Escort – Disco
I was originally planning on catching Holly Herndon in the Diana Wortham Theatre after Craig Leon. After all, fave entertainment site The Quietus had held her in high esteem as a cutting edge artist and that was good enough for me, but frankly, when I sampled her wares in the iTunes Store, I quickly fled. My tolerance for random noise was nil at that point, and besides, I had grown up listening to the original random noise from the 70s! Her music had failed my “Index Of Metals” test; which is to say, that if a composition is more abstract and diffuse than the second side of Fripp and Eno’s “Evening Star,” then it has reached the point of no return with my ears. That’s as far out as I’m willing to go. Especially in my dotage.
So after I sampled the full list of Moofgest acts in the last hours before the event, I noted that Escort were a solid sounding band doing nice things with Disco. Not my favorite thing, but maybe I should give them a chance. I got to the club around 9:20. Strangely enough, a women asked me where I had seen Simple Minds as I entered the club; the second conversation sparked by my t-shirt that night within 30 minutes. Usually only my Revillos concert shirts garnered such comments. The Asheville Music Hall was a cozy club that comfortably held about 350 I’d wager. Since I’m a tall guy, I like to let women and those shorter than me in general get in the front, especially at a club where the stage is only inches above the floor. I settled in about half the floor back.

> [Tasks and exercises]
1) In the concert review, what time did the writer arrive at the club?
2) Rewrite the concert review's passage starting with "So after I sampled" and going on through "the floor back.", switching "club" to "venue".

> [Data listing]
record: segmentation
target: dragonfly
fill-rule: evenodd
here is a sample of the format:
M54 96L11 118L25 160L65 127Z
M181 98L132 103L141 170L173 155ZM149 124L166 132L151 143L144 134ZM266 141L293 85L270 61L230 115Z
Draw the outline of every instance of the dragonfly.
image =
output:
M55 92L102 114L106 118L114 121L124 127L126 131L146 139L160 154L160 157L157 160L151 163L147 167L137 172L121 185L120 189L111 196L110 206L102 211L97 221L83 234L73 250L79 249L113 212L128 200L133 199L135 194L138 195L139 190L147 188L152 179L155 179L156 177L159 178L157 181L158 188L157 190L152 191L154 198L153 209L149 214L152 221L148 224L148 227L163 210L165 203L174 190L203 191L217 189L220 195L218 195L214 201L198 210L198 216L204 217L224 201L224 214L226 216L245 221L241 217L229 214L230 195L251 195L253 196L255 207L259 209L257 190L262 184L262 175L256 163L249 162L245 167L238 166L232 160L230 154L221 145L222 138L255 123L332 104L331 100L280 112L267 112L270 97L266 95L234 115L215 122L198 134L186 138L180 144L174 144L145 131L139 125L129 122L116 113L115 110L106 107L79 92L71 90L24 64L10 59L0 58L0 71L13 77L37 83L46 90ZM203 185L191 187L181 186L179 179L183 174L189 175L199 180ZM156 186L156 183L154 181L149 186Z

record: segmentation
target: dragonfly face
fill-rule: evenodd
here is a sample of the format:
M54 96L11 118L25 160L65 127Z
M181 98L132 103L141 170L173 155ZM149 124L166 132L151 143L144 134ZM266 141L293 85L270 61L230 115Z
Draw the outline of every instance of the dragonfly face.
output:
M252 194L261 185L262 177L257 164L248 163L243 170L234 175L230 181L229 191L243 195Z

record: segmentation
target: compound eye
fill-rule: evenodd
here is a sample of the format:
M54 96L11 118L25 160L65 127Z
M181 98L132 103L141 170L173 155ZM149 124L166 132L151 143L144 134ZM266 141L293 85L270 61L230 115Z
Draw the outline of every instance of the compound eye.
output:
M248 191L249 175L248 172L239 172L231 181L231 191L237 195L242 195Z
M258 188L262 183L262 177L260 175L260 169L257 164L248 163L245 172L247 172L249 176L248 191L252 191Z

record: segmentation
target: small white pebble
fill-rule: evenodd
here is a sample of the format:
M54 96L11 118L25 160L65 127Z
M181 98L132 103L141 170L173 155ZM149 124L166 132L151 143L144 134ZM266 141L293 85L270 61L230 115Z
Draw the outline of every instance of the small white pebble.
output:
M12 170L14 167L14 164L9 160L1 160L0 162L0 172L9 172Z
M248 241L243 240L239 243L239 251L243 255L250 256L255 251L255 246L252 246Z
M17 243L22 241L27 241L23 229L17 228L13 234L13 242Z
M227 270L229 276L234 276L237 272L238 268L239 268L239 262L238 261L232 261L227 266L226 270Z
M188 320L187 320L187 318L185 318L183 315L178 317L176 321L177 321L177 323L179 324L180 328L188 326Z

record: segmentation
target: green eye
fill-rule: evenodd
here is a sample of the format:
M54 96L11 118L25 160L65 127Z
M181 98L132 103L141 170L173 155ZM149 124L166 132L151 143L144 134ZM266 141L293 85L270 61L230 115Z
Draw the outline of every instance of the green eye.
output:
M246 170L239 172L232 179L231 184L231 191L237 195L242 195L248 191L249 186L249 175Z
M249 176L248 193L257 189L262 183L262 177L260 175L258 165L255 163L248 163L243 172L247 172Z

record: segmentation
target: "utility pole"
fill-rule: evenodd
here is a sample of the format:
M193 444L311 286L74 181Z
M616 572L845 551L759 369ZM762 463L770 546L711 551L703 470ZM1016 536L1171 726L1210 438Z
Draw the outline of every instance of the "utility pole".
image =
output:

---

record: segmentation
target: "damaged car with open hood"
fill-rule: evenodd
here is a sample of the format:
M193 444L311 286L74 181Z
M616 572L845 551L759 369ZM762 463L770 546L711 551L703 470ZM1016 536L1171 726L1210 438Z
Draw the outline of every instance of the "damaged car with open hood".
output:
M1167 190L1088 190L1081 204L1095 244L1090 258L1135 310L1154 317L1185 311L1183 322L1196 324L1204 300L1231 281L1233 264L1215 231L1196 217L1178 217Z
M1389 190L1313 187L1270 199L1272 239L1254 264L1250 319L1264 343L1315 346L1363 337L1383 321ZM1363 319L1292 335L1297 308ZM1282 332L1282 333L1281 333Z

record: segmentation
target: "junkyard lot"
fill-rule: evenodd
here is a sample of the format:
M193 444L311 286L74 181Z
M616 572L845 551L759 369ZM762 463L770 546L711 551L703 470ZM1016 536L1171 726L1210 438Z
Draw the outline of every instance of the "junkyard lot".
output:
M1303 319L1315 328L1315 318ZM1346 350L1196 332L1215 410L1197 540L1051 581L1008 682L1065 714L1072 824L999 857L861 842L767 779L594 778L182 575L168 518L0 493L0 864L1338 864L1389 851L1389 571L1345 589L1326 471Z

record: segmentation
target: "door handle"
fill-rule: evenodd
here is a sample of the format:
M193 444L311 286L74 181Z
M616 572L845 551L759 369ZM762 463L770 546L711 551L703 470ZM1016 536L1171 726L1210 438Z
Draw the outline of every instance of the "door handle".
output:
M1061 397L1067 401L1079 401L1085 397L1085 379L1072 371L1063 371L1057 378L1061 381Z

---

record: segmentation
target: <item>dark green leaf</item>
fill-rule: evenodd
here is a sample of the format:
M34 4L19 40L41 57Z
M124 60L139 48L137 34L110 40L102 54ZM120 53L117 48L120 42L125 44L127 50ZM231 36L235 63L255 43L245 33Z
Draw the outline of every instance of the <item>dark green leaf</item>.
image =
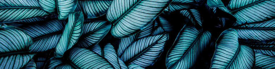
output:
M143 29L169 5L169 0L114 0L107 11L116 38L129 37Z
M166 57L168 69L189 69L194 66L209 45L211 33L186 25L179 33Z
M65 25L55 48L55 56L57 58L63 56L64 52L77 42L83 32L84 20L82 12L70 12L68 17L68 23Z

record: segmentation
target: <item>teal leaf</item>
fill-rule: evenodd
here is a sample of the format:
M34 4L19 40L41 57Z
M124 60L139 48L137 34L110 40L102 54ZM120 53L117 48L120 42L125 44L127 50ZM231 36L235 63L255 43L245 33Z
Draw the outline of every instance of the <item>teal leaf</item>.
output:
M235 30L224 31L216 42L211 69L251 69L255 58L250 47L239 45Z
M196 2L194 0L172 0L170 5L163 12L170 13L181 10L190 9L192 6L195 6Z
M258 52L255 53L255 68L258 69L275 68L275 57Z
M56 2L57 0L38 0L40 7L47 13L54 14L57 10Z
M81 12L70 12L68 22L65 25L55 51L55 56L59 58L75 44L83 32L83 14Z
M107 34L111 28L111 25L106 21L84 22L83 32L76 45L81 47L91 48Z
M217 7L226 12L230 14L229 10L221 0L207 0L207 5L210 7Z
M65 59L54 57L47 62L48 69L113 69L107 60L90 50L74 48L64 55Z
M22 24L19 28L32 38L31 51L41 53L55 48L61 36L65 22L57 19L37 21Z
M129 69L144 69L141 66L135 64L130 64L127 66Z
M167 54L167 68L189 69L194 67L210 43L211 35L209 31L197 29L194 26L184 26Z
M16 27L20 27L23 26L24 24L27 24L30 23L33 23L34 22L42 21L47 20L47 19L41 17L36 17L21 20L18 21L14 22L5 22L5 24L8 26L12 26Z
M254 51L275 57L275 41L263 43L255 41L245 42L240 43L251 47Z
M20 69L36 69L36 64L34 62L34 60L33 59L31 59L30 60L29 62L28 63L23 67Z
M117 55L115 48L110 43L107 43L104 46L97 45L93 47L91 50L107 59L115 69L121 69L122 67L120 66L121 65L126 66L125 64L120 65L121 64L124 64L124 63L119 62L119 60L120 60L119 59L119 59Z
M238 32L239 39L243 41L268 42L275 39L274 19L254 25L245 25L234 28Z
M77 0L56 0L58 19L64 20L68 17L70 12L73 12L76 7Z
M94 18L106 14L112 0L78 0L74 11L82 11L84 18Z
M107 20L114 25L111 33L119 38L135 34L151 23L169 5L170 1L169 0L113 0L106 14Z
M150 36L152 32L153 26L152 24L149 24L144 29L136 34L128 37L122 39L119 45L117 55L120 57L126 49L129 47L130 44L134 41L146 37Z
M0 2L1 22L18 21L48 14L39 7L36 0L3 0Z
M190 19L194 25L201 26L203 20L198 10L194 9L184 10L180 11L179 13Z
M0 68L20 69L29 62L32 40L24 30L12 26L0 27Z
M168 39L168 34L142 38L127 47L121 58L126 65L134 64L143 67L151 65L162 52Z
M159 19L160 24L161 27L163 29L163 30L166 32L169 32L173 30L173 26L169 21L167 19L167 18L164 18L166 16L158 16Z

> [Task results]
1) Around 9:20.

2)
So after I sampled the full list of Moofgest acts in the last hours before the event, I noted that Escort were a solid sounding band doing nice things with Disco. Not my favorite thing, but maybe I should give them a chance. I got to the venue around 9:20. Strangely enough, a women asked me where I had seen Simple Minds as I entered the venue; the second conversation sparked by my t-shirt that night within 30 minutes. Usually only my Revillos concert shirts garnered such comments. The Asheville Music Hall was a cozy venue that comfortably held about 350 I’d wager. Since I’m a tall guy, I like to let women and those shorter than me in general get in the front, especially at a venue where the stage is only inches above the floor. I settled in about half the floor back.